To be done: Switch "biggest" to "largest" in every one of the items below, and reproduce all of them with nothing else altered.

◆ ◆ ◆ ◆ ◆ ◆ ◆

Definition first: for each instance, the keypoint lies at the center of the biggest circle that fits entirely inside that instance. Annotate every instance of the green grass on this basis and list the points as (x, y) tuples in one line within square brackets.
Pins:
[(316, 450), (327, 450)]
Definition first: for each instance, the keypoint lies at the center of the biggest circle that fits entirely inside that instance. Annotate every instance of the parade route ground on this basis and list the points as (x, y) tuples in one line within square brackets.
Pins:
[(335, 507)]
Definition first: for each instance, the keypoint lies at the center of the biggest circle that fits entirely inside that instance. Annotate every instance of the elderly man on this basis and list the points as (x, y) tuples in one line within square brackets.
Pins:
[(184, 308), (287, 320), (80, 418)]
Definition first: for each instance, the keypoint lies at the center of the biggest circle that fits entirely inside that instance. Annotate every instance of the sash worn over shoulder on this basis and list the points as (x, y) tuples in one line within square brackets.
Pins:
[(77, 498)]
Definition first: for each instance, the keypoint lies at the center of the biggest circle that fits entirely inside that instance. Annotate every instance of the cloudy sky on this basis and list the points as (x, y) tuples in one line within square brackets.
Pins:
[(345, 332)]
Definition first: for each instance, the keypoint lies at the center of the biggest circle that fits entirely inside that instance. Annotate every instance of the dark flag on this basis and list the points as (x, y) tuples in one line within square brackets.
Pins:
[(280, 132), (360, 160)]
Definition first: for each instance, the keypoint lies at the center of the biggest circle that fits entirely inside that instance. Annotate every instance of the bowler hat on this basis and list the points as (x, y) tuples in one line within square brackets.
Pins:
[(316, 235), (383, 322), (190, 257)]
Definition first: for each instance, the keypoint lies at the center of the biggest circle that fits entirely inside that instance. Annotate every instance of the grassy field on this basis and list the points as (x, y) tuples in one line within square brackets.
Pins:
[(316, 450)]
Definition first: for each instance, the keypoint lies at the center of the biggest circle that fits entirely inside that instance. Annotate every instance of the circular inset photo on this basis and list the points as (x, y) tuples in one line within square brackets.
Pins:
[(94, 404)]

◆ ◆ ◆ ◆ ◆ ◆ ◆

Task output:
Definition first: for each instance, the keypoint lies at the center of the largest circle that fits entirely inside that instance. Annotate every instance of the green grass on this basis and list the points as (x, y) tuples in one line within square brackets.
Pins:
[(316, 450), (327, 450)]
Definition first: for each instance, the keypoint lies at the center of the largest circle that fits entirely inside that instance. Annotate every instance of the parade route ground on this basis and list the points as (x, y) tuples in one line within square brackets.
Pins:
[(335, 507)]
Definition first: for each instance, the keypoint lies at the center of the largest circle that fits entirely inside that instance. Annotate every instance of the elderly man on this basis and list the points as (x, y) tuples in one line within square brackets.
Pins:
[(184, 308), (287, 320), (80, 418)]
Definition first: for each instance, the keypoint lies at the center of the largest circle that fits entirely inside that instance. Annotate every instance of the sash worn over shoulder on this basis and list the points as (x, y) tuples in one line within square brackets.
Pins:
[(77, 498)]
Definition first: for each instance, the keypoint lies at the center of the largest circle that fits entirely inside that instance. Annotate every instance of the cloudy sky on this basis and list the points as (x, y) tuples in one line within square brackets.
Pins:
[(345, 332)]
Definition first: for each instance, the keypoint lies at the center of the largest circle that fits entirely inside that instance. Annotate every instance of the dark flag on this basis and list the points as (x, y) tuples in one line within square brackets.
Pins:
[(280, 132), (360, 160)]
Definition first: for each instance, the keypoint lies at the center of the largest circle that fits entirely inside that instance. Annotate every instance of the bowler hat on this basis and list the points as (x, y) tuples in one line within square brackets.
Pins:
[(316, 235), (383, 322), (190, 257)]
Definition first: for each instance, the keypoint lies at the center of the largest circle that fits entirely inside that instance. Annotate every instance of the grassy field on this basis and list the points as (x, y) tuples in one line within square brackets.
Pins:
[(316, 450)]
Definition first: for each instance, the keypoint lies at the center of the largest circle that fits entirely inside that instance. Annotate every instance of the circular inset photo on this basis and list the points as (x, y) tuples in one line within square brackets.
Pins:
[(94, 404)]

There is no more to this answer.